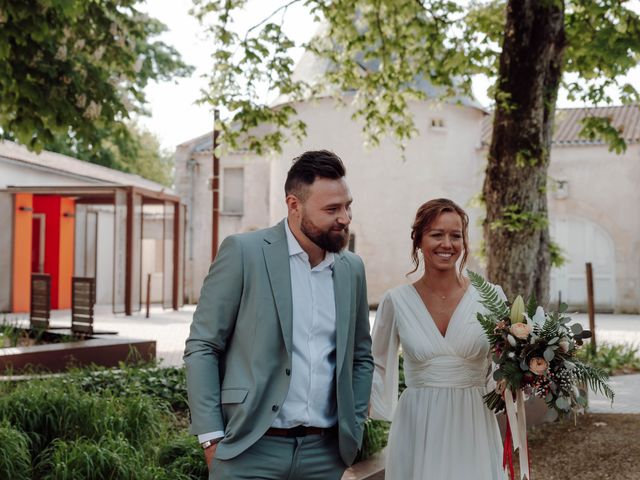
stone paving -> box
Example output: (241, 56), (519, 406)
(4, 307), (640, 413)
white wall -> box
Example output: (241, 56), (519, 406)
(268, 98), (487, 303)
(0, 192), (13, 311)
(175, 145), (270, 303)
(548, 143), (640, 313)
(74, 205), (116, 306)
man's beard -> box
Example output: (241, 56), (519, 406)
(300, 215), (349, 253)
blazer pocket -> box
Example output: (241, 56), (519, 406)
(221, 388), (249, 404)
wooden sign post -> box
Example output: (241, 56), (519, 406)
(585, 262), (596, 351)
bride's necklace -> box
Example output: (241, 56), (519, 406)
(420, 277), (462, 300)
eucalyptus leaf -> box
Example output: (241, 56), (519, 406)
(555, 396), (570, 410)
(544, 348), (555, 362)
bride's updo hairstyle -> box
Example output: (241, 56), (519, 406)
(409, 198), (470, 277)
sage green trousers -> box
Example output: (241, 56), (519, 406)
(209, 430), (346, 480)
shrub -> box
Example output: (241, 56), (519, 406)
(359, 419), (390, 461)
(0, 422), (31, 480)
(577, 342), (640, 376)
(158, 434), (208, 479)
(63, 364), (188, 411)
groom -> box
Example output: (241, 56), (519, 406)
(184, 150), (373, 479)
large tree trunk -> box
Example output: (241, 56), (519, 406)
(483, 0), (566, 305)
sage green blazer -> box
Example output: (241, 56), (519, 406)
(184, 220), (373, 465)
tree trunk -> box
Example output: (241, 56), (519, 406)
(483, 0), (566, 306)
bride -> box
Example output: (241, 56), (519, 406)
(369, 198), (506, 479)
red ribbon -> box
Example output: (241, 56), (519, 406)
(503, 415), (515, 480)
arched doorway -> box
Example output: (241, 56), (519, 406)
(550, 215), (615, 311)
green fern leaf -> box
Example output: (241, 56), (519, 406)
(574, 362), (615, 401)
(467, 270), (509, 318)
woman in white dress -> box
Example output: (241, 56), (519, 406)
(370, 198), (505, 479)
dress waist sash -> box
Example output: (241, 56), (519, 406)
(404, 355), (487, 389)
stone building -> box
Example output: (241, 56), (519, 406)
(174, 53), (639, 312)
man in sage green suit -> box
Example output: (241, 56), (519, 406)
(184, 150), (373, 479)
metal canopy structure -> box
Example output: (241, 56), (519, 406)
(3, 184), (185, 315)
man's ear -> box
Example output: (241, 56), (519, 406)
(286, 194), (300, 216)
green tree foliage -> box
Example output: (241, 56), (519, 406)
(0, 0), (192, 167)
(193, 0), (640, 303)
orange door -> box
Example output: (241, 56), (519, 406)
(12, 193), (33, 312)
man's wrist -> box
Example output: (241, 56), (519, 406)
(200, 437), (221, 450)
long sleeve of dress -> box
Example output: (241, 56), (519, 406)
(485, 284), (508, 390)
(369, 292), (400, 422)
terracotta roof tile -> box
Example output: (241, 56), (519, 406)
(481, 104), (640, 147)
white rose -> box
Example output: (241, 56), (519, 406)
(509, 322), (531, 340)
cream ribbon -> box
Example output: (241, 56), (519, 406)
(504, 389), (530, 480)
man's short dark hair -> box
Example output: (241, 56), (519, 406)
(284, 150), (346, 200)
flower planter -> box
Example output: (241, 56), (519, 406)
(0, 332), (155, 374)
(343, 448), (386, 480)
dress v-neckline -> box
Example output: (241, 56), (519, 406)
(409, 283), (471, 339)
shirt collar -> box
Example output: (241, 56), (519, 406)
(284, 218), (336, 269)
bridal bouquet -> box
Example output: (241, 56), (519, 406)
(468, 270), (614, 416)
(468, 271), (614, 480)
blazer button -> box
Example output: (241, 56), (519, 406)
(285, 368), (291, 376)
(272, 404), (279, 412)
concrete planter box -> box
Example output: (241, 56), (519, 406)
(0, 332), (155, 373)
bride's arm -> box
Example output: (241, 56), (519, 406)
(369, 292), (400, 422)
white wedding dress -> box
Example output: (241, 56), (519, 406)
(370, 284), (506, 479)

* _ABOUT THIS TASK_
Return every line of the material in which the word "dress" is found.

* _WRITTEN REPLY_
woman in white dress -> box
dress waist sash -> box
long sleeve of dress -> box
dress v-neckline -> box
white wedding dress -> box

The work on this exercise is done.